Consegna:
Rispondi in base alla recensione, segnando le risposte con (a), (b), (c).
(a) Chi suona la batteria?
(b) Che cosa fa Flegias per la prima volta?
(c) Quale aspetto del disco è l'unico punto leggermente debole?

Estratto:
La band, semplicemente, è tornata a fare quello che sa fare meglio, e cioè pestare di brutto sugli strumenti (“Wrath” o l’opener “Sloth”), consegnandoci una serie di brani thrash fino al midollo, ma al tempo stesso intelligenti e ben strutturati (“Greed”, “Lust”), lontani da quelle (pur minime) sperimentazioni che avevano minato il valore dei precedenti album, e soprattutto Necrodeath al 100%, freschi, spontanei, genuini. L’album insomma è ancora una volta ‘black as pitch’ e sono di nuovo presenti i riff che da sempre hanno caratterizzato il sound dei nostri, così come gli arpeggi tetri e decadenti. Da sottolineare, quindi, come Pier Gonella, chitarrista eccelso ma di estrazione power/classic, sia riuscito finalmente a ‘ragionare’ thrash, mente è inutile rimarcare come immensa ancora una volta sia la prova di Peso dietro il drum kit, così come ottima quella del suo ormai compagno di lunga data Flegias, che avvelena il tutto con la sua voce malefica, e che per la prima volta si cimenta con porzioni di brani cantati interamente in italiano. Se la scelta può far storcere il naso a molti di voi, vi assicuro che la cosa è stata dosata intelligentemente, e quindi non risulta affatto fuori luogo, anzi, sottolinea al meglio alcuni passaggi del concent dell’album.
Tornando al concept, forse questo è l’unico punto leggermente debole di questo disco, non perché sia stato sviscerato in maniera errata o superficiale, ma piuttosto per la sua ‘banalità’, se mi permettete il termine forte, in quanto già stra abusato in tutti i campi artistici. Ma è un peccato (questa volta veniale) sul quale possiamo tranquillamente passare sopra. “The 7 deadly sins” rende finalmente giustizia ad un nome storico che negli ultimi anni aveva perso splendore, e ci riconsegna una band in forma smagliante, pronta a tornare all’attacco dei palchi europei finalmente a testa alta.

Blocco dati:
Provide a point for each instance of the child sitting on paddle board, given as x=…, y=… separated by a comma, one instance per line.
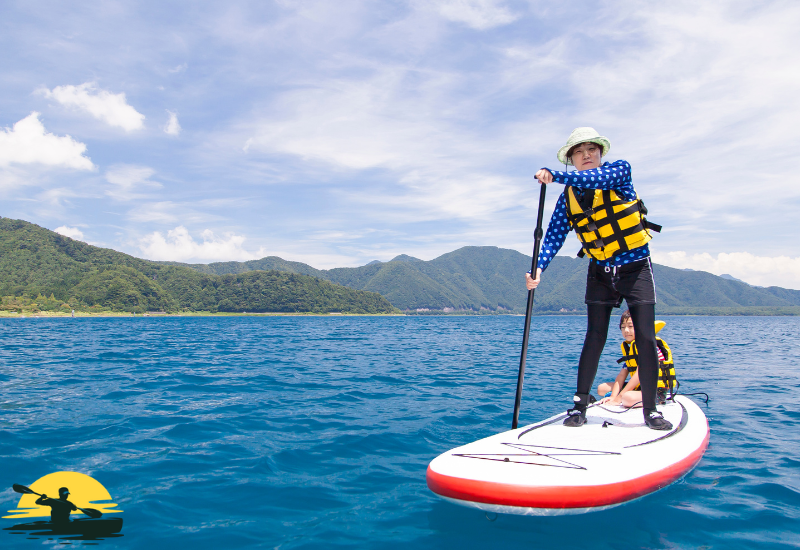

Esercizio svolto:
(a) Peso.
(b) Canta porzioni di brani interamente in italiano.
(c) Il concept, per la sua "banalità".